Set exercise ::
Rewrite the data below with every occurrence of "single dot" swapped for "lone marker", leaving all other text unchanged. Omit the pictures from your answer.
───── Supplied entries ─────
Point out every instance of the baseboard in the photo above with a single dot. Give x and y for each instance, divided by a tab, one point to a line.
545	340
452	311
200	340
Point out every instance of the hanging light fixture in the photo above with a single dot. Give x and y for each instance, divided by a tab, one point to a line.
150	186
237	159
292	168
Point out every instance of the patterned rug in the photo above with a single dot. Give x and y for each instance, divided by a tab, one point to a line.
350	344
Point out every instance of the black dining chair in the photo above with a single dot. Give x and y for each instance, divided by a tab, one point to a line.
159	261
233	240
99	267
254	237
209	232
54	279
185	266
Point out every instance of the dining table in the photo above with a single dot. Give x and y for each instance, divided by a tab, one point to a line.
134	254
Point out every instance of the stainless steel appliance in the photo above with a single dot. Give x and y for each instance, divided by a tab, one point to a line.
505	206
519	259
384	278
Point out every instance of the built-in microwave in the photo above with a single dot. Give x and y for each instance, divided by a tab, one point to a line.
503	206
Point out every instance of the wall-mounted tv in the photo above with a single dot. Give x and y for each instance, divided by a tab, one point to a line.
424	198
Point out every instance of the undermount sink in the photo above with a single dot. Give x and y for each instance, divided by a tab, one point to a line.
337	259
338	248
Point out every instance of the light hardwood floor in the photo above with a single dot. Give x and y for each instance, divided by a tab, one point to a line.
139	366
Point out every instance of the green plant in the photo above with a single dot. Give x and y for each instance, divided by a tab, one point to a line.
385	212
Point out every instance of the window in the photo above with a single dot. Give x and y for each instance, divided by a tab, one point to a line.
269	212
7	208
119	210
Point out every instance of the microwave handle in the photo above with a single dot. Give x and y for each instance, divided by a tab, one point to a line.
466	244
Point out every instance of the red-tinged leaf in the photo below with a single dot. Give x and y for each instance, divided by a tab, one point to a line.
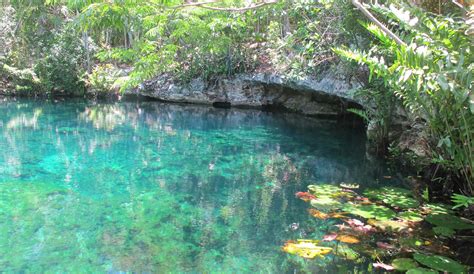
─────
Exercise output ::
Point out every instance of the baseboard in the photo above with a lone marker. Give x and y for each instance, divided by a tab, one point to a line.
545	340
452	311
200	340
Point out every instance of the hanging light fixture in the photo above with a lone marker. Give x and y for each instance, divided by a tab, one point to a line.
150	186
237	159
292	168
Point out every instance of the patterned rug in the photo above with a lone marker. Give x and y for each instance, divided by a tab, one point to a line.
350	344
Point out every instance of the black dining chair in the photo above with a lone marker. Give x and y for each instance, divided by a tab, one point to a line.
159	261
233	240
99	267
254	237
209	232
54	279
185	266
Point out every instance of the dining table in the photo above with a lone marker. Give x and y for each instance, divided by a tab, one point to a line.
134	254
Point out every instance of the stainless steel appliance in the photo above with a lone marker. Give x and y for each instance, divided by a tab, one point to a line.
505	206
519	259
384	278
Point out every instance of the built-in microwave in the photo above with a lone marker. Give x and y for each instance, divided by a tab, one point to a line.
503	206
Point out every instance of the wall-mounted tv in the photo above with a lone marker. Give x and y for each instance, divided by a tab, one point to a line.
424	198
Point out every instance of the undermount sink in the photo above with a lone marker. Give x and y for each instance, divided by a tab, one point to a line.
337	259
338	248
Point out every instance of the light hardwood floor in the photo above with a lone marker. Give x and y for each instance, divided by a tab, one point to a line.
139	366
Point out every instance of the green plant in the photo above with a lone marker. Give x and y for each instance, divided by a tab, one point to a line.
385	212
Point out every instance of the window in the photo above with a lone marker. Give x and y for each instance, divided by a tab, one point to a line.
269	212
7	208
119	210
Point out every instance of the microwave handle in the photo above with a lone marker. Give x and y for each instance, divided by a tab, one point to a line.
466	244
Point out every instance of the red-tinged leaf in the photo below with a lone marker. Give x and y for each instance, divided by a tab, one point to a line.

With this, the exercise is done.